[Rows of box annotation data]

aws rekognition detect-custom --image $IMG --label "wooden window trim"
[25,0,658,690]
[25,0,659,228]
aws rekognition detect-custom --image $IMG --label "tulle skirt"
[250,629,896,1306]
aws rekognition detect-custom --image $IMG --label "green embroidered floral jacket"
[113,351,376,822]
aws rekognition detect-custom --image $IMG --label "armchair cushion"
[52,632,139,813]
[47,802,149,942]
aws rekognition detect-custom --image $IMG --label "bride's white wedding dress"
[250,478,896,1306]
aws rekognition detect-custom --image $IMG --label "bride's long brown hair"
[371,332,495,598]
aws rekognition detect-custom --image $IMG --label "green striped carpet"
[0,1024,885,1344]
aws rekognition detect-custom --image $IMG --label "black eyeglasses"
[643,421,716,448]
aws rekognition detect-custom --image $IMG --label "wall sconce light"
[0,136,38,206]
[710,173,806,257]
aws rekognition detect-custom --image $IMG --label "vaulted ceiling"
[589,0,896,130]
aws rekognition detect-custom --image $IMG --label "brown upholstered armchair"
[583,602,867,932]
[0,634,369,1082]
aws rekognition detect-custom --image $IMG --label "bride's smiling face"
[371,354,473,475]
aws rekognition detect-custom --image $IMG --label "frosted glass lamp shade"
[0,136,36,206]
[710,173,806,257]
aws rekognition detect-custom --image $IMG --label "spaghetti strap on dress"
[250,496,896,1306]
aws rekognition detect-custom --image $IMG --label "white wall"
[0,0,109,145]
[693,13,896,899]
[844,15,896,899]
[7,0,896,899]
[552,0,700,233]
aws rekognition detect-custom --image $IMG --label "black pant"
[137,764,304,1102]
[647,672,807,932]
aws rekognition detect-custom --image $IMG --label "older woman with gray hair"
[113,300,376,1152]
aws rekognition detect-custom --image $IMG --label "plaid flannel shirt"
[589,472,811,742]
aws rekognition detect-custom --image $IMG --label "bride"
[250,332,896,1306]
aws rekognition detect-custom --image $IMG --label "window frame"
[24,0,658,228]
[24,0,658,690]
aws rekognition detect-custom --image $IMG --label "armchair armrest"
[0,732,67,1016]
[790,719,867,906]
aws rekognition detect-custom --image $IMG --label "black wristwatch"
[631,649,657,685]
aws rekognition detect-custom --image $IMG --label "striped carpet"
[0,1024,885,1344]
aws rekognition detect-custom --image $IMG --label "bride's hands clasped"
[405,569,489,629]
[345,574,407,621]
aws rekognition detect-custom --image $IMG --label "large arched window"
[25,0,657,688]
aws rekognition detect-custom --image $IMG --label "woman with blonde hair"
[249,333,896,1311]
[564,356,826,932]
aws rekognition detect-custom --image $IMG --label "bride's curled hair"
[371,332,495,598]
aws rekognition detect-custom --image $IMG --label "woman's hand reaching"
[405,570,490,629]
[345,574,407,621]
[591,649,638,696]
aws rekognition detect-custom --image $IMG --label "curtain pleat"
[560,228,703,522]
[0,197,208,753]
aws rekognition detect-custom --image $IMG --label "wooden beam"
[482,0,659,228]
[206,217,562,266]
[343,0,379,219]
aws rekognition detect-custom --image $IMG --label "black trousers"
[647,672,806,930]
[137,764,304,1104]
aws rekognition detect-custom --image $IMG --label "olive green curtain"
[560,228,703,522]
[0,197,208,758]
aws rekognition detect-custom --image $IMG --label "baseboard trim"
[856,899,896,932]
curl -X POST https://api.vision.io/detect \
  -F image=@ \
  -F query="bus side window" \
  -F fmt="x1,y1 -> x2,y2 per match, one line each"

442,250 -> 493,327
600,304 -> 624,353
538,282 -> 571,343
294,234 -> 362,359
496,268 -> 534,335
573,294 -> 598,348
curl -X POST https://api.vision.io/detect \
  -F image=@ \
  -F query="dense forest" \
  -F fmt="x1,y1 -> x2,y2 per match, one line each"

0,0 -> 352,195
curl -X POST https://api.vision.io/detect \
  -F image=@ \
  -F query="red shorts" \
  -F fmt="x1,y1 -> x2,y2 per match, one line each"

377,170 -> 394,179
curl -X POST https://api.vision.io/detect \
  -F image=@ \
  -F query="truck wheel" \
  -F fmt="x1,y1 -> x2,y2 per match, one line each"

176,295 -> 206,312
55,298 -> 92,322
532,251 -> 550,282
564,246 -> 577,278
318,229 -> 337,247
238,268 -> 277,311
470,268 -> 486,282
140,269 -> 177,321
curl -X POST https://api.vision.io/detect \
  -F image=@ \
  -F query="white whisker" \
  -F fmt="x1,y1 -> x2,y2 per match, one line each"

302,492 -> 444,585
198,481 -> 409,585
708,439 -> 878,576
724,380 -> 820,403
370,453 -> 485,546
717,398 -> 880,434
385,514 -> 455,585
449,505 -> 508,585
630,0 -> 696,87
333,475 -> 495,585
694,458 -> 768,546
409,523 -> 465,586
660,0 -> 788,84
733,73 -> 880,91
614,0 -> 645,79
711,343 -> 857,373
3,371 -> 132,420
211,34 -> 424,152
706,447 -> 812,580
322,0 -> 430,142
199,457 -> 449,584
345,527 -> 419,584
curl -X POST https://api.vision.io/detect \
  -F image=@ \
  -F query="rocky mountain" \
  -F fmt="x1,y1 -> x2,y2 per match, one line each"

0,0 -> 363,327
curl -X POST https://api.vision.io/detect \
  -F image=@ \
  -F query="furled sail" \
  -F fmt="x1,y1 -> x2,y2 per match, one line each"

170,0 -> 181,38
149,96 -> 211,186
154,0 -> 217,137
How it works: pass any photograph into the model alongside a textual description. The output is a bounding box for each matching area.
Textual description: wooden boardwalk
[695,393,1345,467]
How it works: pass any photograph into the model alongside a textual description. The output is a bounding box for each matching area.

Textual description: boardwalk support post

» **GOAL OF THE EXERCISE**:
Swap "armchair" for "sofa" in the stretch of rows from the start through the line containing "[790,719,867,906]", and give that stretch again with everything else unchanged.

» **REPLY**:
aws rekognition detect-custom --image $IMG --label "wooden window trim"
[25,0,658,690]
[25,0,659,228]
aws rekognition detect-custom --image $IMG --label "tulle skirt"
[250,629,896,1306]
aws rekognition detect-custom --image $IMG --label "green embroidered floral jacket"
[113,351,376,822]
aws rekognition detect-custom --image $IMG --label "sofa cushion"
[52,632,139,813]
[47,802,149,942]
aws rekognition detect-custom --image $IMG --label "bride's white wedding dress"
[250,478,896,1306]
aws rekognition detect-custom --image $IMG --label "bride's long brown hair"
[371,332,495,598]
aws rekognition detect-custom --image $IMG --label "green striped carpet"
[0,1024,885,1344]
aws rekognition detect-custom --image $IMG --label "black eyeglasses"
[643,421,716,448]
aws rekognition detect-custom --image $IMG --label "wall sconce light"
[0,136,38,206]
[710,173,806,257]
aws rekognition detect-custom --image $IMG --label "vaulted ceiling"
[589,0,896,130]
aws rekognition detect-custom --image $IMG --label "brown upholstered sofa"
[583,602,867,932]
[0,634,369,1082]
aws rekognition detect-custom --image $IMG --label "bride's smiling face"
[371,354,473,475]
aws rekognition detect-custom --image $IMG --label "frosted glass lamp shade"
[0,136,36,206]
[710,173,806,257]
aws rekognition detect-custom --image $IMG --label "spaghetti strap on dress"
[250,496,896,1306]
aws rekognition detect-custom --image $IMG --label "white wall"
[0,0,109,145]
[693,13,896,899]
[844,15,896,899]
[7,0,896,899]
[552,0,700,233]
aws rekognition detect-custom --image $IMG --label "black pant"
[137,764,304,1102]
[647,672,807,932]
aws rekognition detect-custom --image $IMG --label "older woman with gray hair"
[113,300,376,1152]
aws rekognition detect-custom --image $IMG --label "plaid flannel shirt"
[589,472,811,742]
aws rekognition detect-custom --image $IMG --label "bride"
[250,332,896,1306]
aws rekognition detect-custom --image $IMG --label "window frame"
[24,0,658,228]
[24,0,658,690]
aws rekognition detect-custom --image $IMG --label "sofa armrest"
[0,732,67,1016]
[790,719,867,906]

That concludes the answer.